▶ **Written exercise**
Change "Detected" to "Located" in the material, starting with the line with "7. Identify the red metal" and going on through the line with "519;464;559;485". Give only those lines, with nothing else altered.

▶ **Extracted information**
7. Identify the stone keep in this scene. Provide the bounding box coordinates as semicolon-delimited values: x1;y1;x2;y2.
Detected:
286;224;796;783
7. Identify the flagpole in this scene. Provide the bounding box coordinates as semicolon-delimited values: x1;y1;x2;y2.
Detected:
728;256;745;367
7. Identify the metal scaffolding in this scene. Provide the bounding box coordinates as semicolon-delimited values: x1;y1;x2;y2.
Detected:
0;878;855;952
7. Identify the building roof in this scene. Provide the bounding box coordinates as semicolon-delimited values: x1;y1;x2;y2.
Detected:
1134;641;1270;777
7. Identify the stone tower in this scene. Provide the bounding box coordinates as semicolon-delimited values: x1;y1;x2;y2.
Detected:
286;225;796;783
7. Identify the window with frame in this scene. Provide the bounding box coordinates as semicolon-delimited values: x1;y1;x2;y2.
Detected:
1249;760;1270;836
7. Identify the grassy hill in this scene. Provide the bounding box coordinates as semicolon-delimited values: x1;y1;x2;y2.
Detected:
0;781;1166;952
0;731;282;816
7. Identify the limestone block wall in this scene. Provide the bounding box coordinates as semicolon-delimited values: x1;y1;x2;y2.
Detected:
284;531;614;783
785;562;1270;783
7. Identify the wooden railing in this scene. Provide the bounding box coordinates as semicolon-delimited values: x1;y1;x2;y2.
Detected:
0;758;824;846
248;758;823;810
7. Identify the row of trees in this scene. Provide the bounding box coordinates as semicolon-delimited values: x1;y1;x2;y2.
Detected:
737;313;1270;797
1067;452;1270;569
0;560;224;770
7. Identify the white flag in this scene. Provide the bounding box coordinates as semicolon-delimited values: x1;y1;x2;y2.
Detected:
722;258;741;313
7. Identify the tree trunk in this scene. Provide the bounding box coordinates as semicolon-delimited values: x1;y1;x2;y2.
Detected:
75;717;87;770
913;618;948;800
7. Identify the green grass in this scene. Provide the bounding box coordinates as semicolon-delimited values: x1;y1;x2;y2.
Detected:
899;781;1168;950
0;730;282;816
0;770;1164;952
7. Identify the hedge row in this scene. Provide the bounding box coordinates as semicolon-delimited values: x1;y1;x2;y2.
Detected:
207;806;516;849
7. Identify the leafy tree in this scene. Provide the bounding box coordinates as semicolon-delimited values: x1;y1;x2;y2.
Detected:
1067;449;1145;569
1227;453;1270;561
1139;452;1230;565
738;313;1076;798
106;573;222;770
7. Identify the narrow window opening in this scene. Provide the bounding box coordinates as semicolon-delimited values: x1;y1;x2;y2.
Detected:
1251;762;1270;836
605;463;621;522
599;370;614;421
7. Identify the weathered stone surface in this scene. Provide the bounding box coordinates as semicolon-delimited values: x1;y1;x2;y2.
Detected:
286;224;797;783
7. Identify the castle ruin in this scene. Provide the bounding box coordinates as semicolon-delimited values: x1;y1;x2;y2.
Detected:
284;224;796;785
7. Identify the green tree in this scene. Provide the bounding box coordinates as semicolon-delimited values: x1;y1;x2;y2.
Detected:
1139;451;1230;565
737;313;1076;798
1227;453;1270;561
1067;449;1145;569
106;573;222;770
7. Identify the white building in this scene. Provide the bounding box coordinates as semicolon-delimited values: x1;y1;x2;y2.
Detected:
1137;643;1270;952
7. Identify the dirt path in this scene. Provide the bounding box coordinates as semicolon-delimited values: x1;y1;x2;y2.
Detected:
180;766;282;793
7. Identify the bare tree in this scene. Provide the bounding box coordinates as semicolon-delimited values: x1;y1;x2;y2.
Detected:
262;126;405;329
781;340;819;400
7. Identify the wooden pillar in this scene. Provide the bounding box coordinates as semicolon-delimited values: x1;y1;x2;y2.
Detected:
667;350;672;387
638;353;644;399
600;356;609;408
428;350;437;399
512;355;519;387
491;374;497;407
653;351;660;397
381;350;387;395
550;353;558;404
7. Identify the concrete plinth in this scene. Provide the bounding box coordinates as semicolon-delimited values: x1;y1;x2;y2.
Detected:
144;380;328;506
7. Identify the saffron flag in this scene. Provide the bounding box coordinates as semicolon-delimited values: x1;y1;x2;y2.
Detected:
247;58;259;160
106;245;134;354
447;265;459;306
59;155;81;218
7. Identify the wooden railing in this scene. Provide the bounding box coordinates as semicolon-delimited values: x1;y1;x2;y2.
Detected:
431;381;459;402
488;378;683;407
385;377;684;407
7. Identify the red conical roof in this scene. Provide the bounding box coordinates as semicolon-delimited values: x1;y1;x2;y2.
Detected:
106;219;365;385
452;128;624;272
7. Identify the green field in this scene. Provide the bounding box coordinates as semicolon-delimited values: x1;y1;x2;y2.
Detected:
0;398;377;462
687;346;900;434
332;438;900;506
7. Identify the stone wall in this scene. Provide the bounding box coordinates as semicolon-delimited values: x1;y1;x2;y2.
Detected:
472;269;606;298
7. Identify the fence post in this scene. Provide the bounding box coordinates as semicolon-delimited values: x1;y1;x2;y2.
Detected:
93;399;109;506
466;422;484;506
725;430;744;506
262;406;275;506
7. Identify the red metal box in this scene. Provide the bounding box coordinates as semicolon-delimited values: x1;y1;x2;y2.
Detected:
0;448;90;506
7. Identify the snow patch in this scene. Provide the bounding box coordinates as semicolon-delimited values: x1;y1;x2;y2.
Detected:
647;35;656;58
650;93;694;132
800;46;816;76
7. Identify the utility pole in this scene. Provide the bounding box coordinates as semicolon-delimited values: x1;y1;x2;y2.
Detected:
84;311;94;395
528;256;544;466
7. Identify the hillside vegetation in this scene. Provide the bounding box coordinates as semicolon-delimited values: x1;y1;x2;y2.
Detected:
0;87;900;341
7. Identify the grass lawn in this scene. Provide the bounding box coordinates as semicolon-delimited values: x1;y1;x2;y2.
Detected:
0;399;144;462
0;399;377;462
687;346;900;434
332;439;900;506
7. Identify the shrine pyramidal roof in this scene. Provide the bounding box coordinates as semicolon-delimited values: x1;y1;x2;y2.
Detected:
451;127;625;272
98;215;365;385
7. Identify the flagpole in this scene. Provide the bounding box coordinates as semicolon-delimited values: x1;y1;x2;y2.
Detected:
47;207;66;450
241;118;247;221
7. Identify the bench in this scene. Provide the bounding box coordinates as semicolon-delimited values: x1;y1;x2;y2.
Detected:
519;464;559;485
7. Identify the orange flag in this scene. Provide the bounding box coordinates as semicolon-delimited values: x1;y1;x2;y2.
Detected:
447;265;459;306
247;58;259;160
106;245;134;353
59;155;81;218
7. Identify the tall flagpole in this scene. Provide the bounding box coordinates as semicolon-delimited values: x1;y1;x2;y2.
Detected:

▶ **Solution below**
7. Identify the red metal box in this scene. Provide the bounding box coordinates as semicolon-delimited values: x1;y1;x2;y2.
Located:
0;448;90;506
7. Identify the snow patch in this scene. Provide the bounding box coordinates as semicolon-delimited values: x1;y1;x2;y2.
Located:
647;35;656;58
650;93;694;132
800;46;816;76
7. Identify the utility pole in this scene. Provide the bounding box coordinates as semicolon-delimited values: x1;y1;x2;y2.
Located:
84;311;94;395
528;256;544;466
7. Identify the hillside vegetation in this scene. Provide the bounding box coordinates as semicolon-delimited values: x1;y1;x2;y2.
Located:
0;87;900;341
7. Identify the grass lawn in this scene. Provide the bounding box coordinates as semicolon-delimited values: x1;y1;x2;y2.
Located:
0;399;144;462
0;399;377;462
687;346;900;434
332;439;900;506
7. Identify the shrine pyramidal roof in this scene. Provide the bounding box coordinates as semicolon-delimited values: x1;y1;x2;y2.
Located:
451;127;625;272
98;215;365;385
7. Identify the flagpole in this scene. Provide the bounding box coordinates as semicolon-delimited values: x1;y1;x2;y2.
Located:
47;207;66;450
241;118;247;221
7. Identify the bench in this scene. Provide the bounding box coordinates as semicolon-delimited values: x1;y1;x2;y2.
Located:
519;464;559;485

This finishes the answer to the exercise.